▶ Tasks:
• 1. In the iPhone XR passage, retype the text starting with "The iPhone XR (stylized" and going on through "at its release.".
• 2. Name every iPhone model that the iPhone XR passage mentions.

The iPhone XR (stylized and marketed as iPhone Xʀ; Roman numeral "X" pronounced "ten") is a smartphone designed and manufactured by Apple Inc. It is part of the twelfth generation of the iPhone, alongside the higher-end iPhone XS/XS Max models. Pre-orders began on October 19, 2018, with an official release on October 26, 2018. The iPhone XR is the least expensive device in Apple's twelfth generation of iPhones, which also includes the iPhone XS and XS Max, and was therefore considered an "affordable flagship" or "budget flagship" phone at its release.

The XR shares key internal hardware but with features removed/downgraded to reduce the price. The XR features the same processor as the XS and XS Max, the Apple A12 Bionic chip built with a 7 nanometer process, which Apple claims to be the "smartest and most powerful chip" ever put into a smartphone. Instead of the OLED screen on the XS, the XR has a 6.1-inch Liquid Retina LED-backlit LCD IPS panel display, which Apple claims is the "most advanced LCD in the industry." According to Apple, the full charge of the XR battery lasts up to one-and-a-half hours longer than that of its direct predecessor, the iPhone 8 Plus.

(Extracted items)

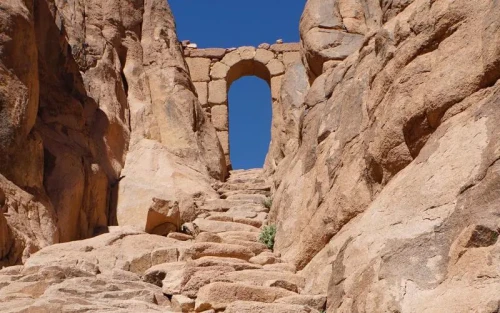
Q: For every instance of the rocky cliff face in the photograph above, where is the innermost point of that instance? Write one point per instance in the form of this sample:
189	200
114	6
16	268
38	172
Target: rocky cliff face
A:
391	200
383	167
92	92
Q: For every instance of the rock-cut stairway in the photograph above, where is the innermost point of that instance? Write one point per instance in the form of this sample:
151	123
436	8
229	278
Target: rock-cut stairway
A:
229	269
216	265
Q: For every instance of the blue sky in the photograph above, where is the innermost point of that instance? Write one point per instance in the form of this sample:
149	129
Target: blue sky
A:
233	23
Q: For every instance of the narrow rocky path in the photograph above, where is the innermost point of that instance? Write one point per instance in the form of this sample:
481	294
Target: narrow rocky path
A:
230	270
216	264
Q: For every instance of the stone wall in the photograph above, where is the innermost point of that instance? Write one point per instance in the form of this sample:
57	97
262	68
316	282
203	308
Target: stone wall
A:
213	70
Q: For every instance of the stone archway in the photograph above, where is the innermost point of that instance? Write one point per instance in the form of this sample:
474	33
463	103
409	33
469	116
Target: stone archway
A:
213	71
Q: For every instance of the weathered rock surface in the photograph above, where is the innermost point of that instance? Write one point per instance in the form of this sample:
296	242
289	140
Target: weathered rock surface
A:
384	162
98	115
393	189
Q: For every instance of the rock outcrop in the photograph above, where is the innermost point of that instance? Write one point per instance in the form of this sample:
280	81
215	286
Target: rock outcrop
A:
390	200
382	177
98	117
127	270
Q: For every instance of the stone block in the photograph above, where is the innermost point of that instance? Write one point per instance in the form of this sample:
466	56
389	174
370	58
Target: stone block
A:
247	53
219	71
275	67
202	91
199	69
217	92
231	58
276	87
220	117
290	57
224	140
264	56
211	53
284	47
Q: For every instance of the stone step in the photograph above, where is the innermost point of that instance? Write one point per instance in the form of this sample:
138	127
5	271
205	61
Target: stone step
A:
240	235
225	194
248	172
237	264
220	205
246	221
261	277
219	295
316	302
231	186
256	247
265	258
260	307
280	267
211	226
225	250
249	198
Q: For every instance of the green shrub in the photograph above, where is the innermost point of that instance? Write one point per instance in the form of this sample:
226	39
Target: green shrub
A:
267	203
267	236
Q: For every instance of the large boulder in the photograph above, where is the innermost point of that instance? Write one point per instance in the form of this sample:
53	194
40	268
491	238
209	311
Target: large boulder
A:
393	191
98	117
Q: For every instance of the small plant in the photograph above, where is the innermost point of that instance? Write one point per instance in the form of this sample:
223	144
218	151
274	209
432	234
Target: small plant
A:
267	236
267	203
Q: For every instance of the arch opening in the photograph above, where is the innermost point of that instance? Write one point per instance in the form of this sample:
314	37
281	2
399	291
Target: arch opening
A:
250	118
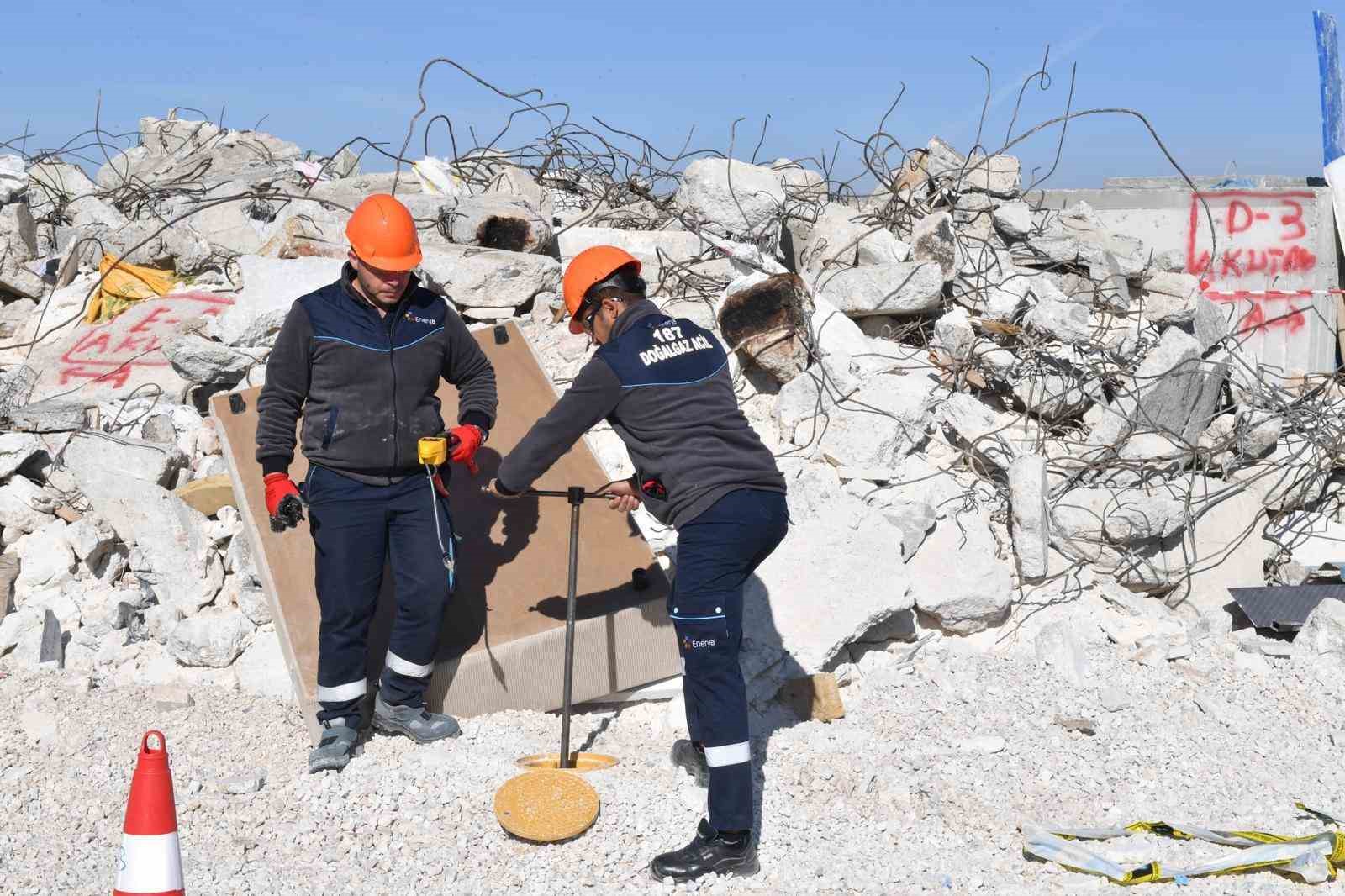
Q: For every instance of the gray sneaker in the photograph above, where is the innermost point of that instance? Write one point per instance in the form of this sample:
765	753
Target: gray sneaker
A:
333	751
416	723
690	757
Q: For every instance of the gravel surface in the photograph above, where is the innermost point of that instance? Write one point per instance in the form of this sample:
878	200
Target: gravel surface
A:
919	788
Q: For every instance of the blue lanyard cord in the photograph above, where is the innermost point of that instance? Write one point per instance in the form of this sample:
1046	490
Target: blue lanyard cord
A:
439	533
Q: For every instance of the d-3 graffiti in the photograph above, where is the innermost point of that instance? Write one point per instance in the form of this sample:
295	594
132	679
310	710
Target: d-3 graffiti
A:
1263	242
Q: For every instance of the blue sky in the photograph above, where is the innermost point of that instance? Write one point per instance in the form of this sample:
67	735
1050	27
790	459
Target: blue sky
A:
1221	82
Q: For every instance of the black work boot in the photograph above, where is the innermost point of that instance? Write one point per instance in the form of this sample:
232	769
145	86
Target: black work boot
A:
731	853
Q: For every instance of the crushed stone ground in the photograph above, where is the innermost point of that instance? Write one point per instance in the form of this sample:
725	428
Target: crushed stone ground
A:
899	797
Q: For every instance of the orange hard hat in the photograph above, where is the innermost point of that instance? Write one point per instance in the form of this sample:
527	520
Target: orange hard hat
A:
589	268
382	235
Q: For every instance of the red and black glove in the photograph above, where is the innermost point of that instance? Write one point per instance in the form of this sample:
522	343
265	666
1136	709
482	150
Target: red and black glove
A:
282	502
463	443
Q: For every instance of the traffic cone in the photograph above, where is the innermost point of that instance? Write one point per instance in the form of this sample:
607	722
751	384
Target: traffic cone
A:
150	860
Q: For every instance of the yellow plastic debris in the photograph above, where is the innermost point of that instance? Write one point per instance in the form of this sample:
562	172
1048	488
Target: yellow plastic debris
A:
123	286
1313	858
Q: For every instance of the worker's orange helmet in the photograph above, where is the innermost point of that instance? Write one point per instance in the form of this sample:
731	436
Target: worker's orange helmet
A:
589	268
382	235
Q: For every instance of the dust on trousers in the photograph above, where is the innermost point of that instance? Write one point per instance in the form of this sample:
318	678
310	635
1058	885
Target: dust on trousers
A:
358	529
716	553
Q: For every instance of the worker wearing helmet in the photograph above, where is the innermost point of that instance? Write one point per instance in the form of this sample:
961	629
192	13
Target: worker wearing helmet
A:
360	362
663	383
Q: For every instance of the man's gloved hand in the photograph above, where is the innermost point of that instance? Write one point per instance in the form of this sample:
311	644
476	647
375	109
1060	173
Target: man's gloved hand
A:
282	502
494	488
463	443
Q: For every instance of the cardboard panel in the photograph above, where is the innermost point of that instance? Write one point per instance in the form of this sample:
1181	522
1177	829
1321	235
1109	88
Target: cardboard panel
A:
502	640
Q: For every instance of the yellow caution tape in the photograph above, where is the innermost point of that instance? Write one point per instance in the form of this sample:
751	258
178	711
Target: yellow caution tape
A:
123	286
1313	858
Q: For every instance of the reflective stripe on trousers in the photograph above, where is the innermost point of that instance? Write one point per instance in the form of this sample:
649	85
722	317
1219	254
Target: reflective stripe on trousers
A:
717	552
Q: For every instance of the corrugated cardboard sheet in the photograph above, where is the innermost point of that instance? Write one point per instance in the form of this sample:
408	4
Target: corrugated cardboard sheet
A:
502	640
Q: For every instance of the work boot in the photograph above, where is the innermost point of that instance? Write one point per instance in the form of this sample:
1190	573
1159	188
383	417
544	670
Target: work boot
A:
689	756
334	748
730	853
416	723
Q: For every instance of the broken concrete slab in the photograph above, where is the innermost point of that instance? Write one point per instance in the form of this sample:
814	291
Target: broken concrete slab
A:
651	248
17	450
269	287
94	455
842	237
934	239
213	638
732	197
853	552
970	595
108	360
199	360
1013	219
24	506
896	288
767	323
1028	493
488	277
1064	320
880	424
498	221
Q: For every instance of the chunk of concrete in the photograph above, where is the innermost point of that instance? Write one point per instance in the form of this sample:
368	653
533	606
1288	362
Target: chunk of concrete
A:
842	237
45	560
970	595
1063	320
213	638
1013	219
98	455
1028	492
896	288
1170	298
845	549
269	287
732	197
17	450
934	239
883	423
13	178
199	360
24	505
498	221
766	322
488	277
954	334
261	669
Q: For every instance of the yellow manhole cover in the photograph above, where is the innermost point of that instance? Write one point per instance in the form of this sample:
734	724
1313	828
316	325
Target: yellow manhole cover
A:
546	804
583	762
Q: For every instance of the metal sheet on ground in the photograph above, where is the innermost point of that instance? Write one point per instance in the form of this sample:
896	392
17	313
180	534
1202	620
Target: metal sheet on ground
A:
502	640
1284	607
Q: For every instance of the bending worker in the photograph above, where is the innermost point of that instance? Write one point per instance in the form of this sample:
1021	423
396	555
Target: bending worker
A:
663	383
361	361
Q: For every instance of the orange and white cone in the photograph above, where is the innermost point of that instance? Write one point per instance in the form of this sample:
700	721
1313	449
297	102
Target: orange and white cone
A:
150	862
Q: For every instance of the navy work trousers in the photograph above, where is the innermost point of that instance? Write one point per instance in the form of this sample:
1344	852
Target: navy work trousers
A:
716	553
356	530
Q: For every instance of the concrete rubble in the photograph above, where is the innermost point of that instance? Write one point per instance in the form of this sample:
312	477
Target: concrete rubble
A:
984	407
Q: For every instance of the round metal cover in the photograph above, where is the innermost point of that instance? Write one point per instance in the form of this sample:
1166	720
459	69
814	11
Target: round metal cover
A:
546	804
583	762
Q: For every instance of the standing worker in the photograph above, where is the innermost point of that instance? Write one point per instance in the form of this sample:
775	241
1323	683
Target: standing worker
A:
361	361
663	383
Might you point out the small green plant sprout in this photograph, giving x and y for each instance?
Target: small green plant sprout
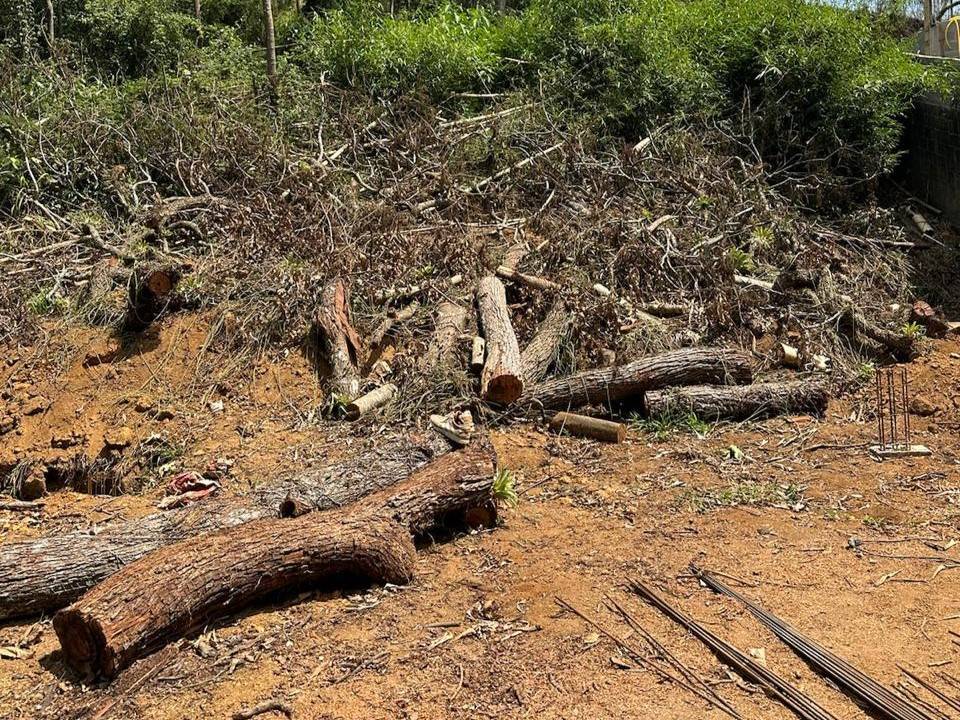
(761, 238)
(504, 491)
(734, 453)
(913, 330)
(740, 260)
(44, 303)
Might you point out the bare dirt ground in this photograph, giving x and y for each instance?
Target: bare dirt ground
(479, 633)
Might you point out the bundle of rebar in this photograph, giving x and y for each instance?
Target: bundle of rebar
(774, 685)
(867, 691)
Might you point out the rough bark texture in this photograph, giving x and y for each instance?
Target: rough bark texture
(338, 342)
(594, 428)
(182, 587)
(711, 403)
(502, 378)
(48, 573)
(606, 386)
(450, 323)
(539, 355)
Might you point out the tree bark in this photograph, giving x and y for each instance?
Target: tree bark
(338, 342)
(540, 354)
(501, 381)
(606, 386)
(48, 573)
(270, 46)
(712, 403)
(450, 323)
(183, 587)
(593, 428)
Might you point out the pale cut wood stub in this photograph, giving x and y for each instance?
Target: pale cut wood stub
(608, 386)
(338, 342)
(712, 403)
(501, 380)
(182, 587)
(47, 573)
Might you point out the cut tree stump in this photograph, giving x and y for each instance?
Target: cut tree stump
(450, 323)
(593, 428)
(606, 386)
(183, 587)
(339, 344)
(501, 381)
(543, 349)
(47, 573)
(712, 403)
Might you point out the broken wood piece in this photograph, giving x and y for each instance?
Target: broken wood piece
(712, 403)
(185, 586)
(478, 349)
(450, 322)
(533, 281)
(588, 427)
(371, 401)
(789, 356)
(501, 380)
(606, 386)
(49, 572)
(338, 342)
(542, 351)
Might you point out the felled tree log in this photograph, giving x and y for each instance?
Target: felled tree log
(712, 403)
(539, 355)
(502, 378)
(48, 573)
(338, 342)
(182, 587)
(606, 386)
(450, 323)
(584, 426)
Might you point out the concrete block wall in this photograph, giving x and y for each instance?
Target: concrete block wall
(930, 165)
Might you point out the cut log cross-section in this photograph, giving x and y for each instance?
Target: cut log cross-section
(540, 354)
(48, 573)
(606, 386)
(501, 381)
(182, 587)
(712, 403)
(338, 342)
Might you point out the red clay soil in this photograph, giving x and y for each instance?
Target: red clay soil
(479, 632)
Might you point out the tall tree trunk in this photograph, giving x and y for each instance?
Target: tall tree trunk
(607, 386)
(48, 573)
(182, 587)
(50, 24)
(270, 45)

▶ Answers to the problems:
• 1.
The iPhone XR (stylized and marketed as iPhone Xʀ; Roman numeral "X" pronounced "ten") is a smartphone designed and manufactured by Apple Inc. It is part of the twelfth generation of the iPhone, alongside the higher-end iPhone XS/XS Max models. Pre-orders began on October 19, 2018, with an official release on October 26, 2018. The iPhone XR is the least expensive device in Apple's twelfth generation of iPhones, which also includes the iPhone XS and XS Max, and was therefore considered an "affordable flagship" or "budget flagship" phone at its release.

• 2. iPhone XR, iPhone XS, iPhone XS Max, iPhone 8 Plus